=== Exercise requirements ===
Could you reproduce the lines of the listing below verbatim, from the line containing "Task: point to every instance of the pediment." up to and including the line containing "[[134, 109], [293, 108], [209, 196]]"?
** Start of Records shown **
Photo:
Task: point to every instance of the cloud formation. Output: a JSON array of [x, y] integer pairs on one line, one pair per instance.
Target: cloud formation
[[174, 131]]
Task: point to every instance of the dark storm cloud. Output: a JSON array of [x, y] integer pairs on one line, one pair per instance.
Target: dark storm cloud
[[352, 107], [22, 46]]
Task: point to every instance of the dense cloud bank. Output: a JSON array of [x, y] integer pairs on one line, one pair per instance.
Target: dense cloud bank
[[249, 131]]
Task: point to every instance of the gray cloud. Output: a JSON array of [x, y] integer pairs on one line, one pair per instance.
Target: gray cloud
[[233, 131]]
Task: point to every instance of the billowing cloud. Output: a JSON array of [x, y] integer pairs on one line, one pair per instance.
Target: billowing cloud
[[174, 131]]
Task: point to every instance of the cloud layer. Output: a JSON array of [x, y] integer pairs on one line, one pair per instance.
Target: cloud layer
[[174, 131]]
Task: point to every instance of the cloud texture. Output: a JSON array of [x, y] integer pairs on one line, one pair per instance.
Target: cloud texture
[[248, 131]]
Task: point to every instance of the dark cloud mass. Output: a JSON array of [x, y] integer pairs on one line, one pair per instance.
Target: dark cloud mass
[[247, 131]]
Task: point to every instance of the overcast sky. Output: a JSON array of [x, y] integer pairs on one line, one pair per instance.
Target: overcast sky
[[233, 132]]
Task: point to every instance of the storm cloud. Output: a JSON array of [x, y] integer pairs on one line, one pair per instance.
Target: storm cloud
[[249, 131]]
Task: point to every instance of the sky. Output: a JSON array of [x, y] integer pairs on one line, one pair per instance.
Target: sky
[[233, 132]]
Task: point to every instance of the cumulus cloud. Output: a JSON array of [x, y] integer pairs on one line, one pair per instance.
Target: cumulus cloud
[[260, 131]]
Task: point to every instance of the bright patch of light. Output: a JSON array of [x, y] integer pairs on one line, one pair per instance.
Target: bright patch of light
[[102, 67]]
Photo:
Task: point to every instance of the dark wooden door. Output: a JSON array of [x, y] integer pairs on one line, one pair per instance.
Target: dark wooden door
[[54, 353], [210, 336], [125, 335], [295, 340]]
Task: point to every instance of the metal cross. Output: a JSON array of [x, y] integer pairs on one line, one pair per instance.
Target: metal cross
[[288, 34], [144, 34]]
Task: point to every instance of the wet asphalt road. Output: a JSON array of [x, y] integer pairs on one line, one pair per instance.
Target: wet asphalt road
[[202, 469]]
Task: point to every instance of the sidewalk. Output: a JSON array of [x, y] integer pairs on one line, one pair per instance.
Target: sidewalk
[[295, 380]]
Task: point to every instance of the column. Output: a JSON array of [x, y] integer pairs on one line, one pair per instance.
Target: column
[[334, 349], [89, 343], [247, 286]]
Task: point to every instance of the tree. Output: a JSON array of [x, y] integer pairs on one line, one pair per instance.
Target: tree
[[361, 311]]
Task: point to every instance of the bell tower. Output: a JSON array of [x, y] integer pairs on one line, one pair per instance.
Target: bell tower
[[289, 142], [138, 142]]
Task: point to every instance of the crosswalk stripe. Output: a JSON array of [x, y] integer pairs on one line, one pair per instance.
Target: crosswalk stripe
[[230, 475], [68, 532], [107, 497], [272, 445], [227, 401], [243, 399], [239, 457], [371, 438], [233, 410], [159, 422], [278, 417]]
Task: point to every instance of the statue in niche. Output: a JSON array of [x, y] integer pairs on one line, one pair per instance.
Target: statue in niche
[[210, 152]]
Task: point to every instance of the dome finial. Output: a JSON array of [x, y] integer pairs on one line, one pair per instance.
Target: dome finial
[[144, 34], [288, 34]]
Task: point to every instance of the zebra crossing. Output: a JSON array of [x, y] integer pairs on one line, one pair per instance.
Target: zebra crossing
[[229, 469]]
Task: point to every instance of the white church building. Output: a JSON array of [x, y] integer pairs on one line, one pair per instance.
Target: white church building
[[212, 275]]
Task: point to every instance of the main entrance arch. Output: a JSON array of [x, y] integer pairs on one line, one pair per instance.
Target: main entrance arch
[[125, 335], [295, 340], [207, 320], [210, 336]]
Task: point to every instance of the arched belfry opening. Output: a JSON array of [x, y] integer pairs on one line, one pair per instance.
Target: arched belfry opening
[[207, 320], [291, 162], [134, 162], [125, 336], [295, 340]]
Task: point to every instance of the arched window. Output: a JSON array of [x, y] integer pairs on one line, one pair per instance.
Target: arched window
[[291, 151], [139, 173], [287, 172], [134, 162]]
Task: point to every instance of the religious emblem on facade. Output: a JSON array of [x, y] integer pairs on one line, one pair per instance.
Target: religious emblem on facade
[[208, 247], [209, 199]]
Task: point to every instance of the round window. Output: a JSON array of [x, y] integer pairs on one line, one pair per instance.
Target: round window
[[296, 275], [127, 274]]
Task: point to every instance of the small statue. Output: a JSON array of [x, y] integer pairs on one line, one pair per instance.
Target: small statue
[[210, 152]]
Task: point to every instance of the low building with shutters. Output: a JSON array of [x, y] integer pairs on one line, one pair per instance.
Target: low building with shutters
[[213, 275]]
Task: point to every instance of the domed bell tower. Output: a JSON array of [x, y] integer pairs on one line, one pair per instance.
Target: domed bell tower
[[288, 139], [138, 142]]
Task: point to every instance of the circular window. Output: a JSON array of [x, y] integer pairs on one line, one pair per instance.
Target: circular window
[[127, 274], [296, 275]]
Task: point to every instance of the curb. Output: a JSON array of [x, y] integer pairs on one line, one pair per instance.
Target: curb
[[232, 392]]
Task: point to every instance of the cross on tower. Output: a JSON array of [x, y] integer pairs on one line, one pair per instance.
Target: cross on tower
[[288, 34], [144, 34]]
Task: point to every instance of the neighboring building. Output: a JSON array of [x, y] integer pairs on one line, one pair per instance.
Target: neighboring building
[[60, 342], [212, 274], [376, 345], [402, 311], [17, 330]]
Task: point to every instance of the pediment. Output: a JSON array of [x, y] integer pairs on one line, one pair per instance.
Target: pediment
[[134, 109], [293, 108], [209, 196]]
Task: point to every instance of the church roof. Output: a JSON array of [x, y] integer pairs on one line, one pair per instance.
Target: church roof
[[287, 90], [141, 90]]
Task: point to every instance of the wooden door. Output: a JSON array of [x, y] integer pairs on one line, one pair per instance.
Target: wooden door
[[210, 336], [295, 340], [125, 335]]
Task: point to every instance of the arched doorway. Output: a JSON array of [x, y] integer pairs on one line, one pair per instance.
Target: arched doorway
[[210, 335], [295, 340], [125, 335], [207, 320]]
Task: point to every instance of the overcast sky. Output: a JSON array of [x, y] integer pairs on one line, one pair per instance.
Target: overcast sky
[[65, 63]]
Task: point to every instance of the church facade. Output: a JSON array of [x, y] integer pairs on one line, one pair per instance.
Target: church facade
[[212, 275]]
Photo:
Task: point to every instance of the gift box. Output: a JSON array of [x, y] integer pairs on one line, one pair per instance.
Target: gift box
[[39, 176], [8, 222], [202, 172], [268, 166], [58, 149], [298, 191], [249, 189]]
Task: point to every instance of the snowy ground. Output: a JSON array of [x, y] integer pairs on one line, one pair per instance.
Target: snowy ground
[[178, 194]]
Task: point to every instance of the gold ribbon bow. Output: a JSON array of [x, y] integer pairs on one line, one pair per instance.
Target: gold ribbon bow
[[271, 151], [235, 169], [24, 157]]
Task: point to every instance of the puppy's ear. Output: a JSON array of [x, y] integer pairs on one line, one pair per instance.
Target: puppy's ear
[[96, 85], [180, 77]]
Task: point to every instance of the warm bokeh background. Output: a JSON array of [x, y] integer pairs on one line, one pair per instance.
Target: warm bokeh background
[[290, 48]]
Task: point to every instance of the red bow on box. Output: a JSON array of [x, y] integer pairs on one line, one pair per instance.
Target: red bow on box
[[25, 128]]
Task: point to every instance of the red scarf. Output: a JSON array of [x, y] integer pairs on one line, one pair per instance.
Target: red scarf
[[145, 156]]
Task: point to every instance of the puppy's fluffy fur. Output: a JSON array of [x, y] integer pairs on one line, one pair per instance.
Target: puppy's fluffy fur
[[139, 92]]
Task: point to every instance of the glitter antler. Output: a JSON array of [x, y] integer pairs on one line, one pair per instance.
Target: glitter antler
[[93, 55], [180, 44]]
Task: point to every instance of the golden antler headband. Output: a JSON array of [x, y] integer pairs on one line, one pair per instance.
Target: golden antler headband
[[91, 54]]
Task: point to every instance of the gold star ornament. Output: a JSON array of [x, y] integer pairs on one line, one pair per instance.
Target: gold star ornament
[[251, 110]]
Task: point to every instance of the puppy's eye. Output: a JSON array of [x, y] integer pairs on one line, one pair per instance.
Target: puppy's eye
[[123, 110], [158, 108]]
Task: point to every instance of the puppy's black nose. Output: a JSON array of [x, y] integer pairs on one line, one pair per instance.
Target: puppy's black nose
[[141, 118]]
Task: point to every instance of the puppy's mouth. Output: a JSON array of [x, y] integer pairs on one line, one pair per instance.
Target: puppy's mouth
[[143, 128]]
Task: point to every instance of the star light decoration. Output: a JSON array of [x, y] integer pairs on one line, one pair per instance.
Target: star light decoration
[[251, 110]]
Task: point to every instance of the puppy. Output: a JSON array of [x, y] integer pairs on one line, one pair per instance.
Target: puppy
** End of Records shown **
=== Response to this exercise ===
Task: point to every instance of the pediment. Output: a JSON array of [x, y] integer pairs on one line, one pair per instance.
Target: pediment
[[134, 109], [293, 108], [209, 196]]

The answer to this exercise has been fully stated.